Passage shown:
● ● ● ● ●

Peter Lilley, who is also a former Tory deputy leader, dealt the unlikely blow to government cheerleaders of the EU-US trade deal in a Commons debate.
Mr Lilley stressed his support for free markets and claimed to be the last serving MP to have successfully negotiated a similar trade deal.
He also said he was “especially hostile” to the 38 Degrees campaign group, which has led the charge to lobby MPs over the secretive treaty.
But Mr Lilley revealed that he had been persuaded of the case against TTIP by local members of the group who came to his advice surgery.
“Of course I’m still totally in favour of removing tariffs. But that is a relatively minor aspect of what TTIP is about,” he said.
“My concern — and that of my constituents who are members of 38 Degrees — may be that we are creating a bureaucratic and sub-legal process that may escape democratic control and be subject to improper corporate influence.”
Mr Lilley concluded: “At the end of the day, democracy is more important, even than free trade.”
Sir William Cash and Jeremy Lefroy were among other senior Tory backbenchers who supported Labour MP Geraint Davies’s motion calling for TTIP to be “subject to full parliamentary scrutiny.”

● ● ● ● ●

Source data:
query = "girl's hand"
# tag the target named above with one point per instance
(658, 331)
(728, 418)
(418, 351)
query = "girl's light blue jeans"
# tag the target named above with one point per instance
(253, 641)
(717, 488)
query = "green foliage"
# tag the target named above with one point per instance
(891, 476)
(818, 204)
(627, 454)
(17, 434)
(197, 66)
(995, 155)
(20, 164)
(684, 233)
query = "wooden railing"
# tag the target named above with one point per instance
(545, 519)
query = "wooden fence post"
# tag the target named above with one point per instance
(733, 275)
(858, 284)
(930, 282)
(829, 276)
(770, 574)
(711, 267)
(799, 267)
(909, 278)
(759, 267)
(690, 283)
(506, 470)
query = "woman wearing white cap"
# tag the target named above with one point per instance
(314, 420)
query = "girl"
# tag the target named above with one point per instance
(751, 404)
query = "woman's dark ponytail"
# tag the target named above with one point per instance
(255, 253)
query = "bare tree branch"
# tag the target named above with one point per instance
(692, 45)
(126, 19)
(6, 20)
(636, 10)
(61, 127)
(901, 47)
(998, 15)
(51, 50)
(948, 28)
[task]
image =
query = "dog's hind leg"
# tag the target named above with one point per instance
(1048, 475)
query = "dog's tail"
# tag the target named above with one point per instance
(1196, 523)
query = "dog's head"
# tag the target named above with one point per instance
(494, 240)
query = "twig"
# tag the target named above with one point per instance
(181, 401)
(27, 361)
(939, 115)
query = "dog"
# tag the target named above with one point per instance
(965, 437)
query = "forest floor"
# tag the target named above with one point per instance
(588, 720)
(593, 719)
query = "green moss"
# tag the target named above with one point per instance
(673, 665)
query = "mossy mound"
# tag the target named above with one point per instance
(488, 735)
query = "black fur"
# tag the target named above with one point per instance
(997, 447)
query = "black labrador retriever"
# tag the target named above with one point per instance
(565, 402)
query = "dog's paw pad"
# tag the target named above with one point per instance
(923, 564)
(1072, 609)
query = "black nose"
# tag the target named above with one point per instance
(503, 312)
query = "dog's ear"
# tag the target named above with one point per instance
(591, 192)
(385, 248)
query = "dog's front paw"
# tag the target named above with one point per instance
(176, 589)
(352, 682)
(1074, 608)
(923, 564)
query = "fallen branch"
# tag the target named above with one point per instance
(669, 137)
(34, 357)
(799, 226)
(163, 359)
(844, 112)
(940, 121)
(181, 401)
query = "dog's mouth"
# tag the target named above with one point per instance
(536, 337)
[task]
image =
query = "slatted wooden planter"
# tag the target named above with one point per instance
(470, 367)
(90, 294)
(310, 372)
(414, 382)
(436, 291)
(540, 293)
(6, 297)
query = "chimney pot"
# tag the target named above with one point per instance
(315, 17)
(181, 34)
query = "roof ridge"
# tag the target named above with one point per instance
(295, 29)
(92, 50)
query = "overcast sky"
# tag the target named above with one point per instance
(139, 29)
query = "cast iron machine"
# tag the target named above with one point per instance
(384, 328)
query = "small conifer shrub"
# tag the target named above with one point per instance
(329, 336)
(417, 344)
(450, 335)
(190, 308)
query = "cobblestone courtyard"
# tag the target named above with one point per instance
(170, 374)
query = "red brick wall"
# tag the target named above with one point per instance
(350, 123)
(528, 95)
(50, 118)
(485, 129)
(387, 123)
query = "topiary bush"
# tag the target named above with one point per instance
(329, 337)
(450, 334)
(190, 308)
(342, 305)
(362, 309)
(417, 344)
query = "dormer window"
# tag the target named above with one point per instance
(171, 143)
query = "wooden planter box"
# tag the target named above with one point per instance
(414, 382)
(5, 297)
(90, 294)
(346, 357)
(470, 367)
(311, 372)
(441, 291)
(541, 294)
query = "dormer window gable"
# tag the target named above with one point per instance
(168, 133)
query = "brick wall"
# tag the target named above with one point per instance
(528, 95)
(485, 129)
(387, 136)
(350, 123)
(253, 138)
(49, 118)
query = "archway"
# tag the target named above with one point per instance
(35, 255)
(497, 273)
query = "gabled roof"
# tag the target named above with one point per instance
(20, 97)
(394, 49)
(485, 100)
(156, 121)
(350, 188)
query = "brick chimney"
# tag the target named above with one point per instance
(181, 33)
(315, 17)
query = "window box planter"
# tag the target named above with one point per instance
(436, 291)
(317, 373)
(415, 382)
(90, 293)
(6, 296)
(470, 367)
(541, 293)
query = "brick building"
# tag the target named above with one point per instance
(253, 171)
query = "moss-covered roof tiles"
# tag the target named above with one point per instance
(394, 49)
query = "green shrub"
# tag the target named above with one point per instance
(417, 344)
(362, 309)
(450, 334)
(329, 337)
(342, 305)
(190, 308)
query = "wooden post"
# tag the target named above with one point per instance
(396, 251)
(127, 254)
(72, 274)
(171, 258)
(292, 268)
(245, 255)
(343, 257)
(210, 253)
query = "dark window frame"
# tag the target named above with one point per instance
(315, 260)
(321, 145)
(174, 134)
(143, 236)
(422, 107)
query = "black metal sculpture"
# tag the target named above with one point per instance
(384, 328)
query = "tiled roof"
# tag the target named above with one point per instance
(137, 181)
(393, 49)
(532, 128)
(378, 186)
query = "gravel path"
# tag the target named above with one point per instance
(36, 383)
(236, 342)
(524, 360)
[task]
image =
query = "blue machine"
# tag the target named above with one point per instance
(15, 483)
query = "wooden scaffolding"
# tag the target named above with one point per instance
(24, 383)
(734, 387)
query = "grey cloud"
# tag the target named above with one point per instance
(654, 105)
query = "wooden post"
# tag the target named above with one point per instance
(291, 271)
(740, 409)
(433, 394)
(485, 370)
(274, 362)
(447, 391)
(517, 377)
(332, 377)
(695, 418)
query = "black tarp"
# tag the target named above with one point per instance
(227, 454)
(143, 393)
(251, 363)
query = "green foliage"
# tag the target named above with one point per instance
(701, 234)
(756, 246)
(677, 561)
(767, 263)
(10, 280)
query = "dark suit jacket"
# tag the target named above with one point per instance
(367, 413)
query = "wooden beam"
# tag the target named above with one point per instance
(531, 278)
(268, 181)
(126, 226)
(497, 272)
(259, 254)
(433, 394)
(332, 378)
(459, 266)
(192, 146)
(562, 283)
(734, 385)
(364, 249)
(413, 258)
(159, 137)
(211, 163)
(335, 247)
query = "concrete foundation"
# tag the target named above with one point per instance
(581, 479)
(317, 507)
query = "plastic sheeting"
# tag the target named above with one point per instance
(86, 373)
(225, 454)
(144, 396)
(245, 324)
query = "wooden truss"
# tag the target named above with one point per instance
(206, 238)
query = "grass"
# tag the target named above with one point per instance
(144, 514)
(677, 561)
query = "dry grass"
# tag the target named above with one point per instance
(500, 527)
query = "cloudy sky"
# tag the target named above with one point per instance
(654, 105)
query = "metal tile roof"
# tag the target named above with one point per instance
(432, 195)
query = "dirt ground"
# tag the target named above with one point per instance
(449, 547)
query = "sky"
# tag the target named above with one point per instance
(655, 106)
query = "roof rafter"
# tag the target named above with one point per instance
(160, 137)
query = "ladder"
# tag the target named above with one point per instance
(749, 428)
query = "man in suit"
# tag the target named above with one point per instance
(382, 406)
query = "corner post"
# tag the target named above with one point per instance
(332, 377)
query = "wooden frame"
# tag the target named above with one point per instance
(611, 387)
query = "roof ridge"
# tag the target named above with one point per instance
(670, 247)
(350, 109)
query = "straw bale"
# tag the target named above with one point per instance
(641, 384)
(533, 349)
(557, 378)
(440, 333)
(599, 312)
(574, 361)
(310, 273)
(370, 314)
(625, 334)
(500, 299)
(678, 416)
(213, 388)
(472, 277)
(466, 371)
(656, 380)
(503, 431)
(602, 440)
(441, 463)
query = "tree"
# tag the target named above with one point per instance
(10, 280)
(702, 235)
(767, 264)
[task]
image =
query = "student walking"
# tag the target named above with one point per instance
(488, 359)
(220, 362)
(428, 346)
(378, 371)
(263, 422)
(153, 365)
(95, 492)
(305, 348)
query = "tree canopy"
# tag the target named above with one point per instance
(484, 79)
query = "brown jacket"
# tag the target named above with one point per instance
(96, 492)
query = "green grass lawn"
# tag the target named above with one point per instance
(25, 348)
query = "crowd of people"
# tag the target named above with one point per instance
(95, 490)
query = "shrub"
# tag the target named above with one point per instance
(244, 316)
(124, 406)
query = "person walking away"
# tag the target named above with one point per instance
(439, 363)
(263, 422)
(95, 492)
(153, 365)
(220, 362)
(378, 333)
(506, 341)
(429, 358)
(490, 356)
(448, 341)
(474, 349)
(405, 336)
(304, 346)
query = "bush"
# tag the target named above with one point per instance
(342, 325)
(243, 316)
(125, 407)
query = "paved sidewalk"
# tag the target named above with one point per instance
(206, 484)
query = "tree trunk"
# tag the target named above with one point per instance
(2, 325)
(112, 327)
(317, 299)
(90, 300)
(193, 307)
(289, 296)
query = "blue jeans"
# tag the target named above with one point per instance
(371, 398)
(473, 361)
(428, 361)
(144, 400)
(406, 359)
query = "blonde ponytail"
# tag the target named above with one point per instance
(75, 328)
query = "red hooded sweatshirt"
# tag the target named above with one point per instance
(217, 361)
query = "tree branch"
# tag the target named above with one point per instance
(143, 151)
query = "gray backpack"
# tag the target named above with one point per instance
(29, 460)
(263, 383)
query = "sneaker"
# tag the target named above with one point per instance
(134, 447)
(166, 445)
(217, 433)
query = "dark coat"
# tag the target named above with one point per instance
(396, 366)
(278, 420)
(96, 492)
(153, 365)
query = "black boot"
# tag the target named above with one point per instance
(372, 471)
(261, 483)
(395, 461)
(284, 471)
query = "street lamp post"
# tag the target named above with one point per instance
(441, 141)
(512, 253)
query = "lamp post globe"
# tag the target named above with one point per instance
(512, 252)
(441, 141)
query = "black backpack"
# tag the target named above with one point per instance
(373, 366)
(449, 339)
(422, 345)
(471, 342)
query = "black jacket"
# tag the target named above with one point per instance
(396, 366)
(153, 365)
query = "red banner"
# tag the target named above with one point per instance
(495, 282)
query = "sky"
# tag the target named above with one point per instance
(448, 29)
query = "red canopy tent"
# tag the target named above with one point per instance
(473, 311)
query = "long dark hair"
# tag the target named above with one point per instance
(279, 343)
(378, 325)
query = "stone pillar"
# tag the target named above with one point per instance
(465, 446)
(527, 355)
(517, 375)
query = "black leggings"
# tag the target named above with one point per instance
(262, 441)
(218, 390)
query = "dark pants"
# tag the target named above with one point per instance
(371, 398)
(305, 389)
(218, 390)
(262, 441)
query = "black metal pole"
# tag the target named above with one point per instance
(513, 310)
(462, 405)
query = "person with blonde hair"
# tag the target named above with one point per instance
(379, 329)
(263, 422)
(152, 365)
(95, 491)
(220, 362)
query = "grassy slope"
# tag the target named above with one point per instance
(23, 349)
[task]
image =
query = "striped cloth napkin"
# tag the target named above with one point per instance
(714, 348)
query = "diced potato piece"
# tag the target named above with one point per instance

● ● ● ● ●

What to do: Continue the news report on Peter Lilley and the Commons debate over TTIP, picking up after its last sentence.

Answer to this exercise:
Concerns centre on the investor-state dispute settlement mechanism, which could see companies sue governments for loss of earnings if they stood in the way of privatisation.
“If these powers are available, big companies will use them to maximise profit,” said Mr Davies.
“And why shouldn’t they? That’s what they’re there to do. Our job is to make sure the public interest is put first.”
Right-wing Labour MP John Spellar, who supports TTIP, branded the 38 Degrees campaign “far-left scaremongering” and claimed the “driving force” behind their campaign was German socialist party Die Linke.
But shadow welfare minister Helen Goodman told him: “Maybe we should be grateful to constituents who have alerted us to this issue. They have triggered me to look into this more deeply and I am grateful to them.”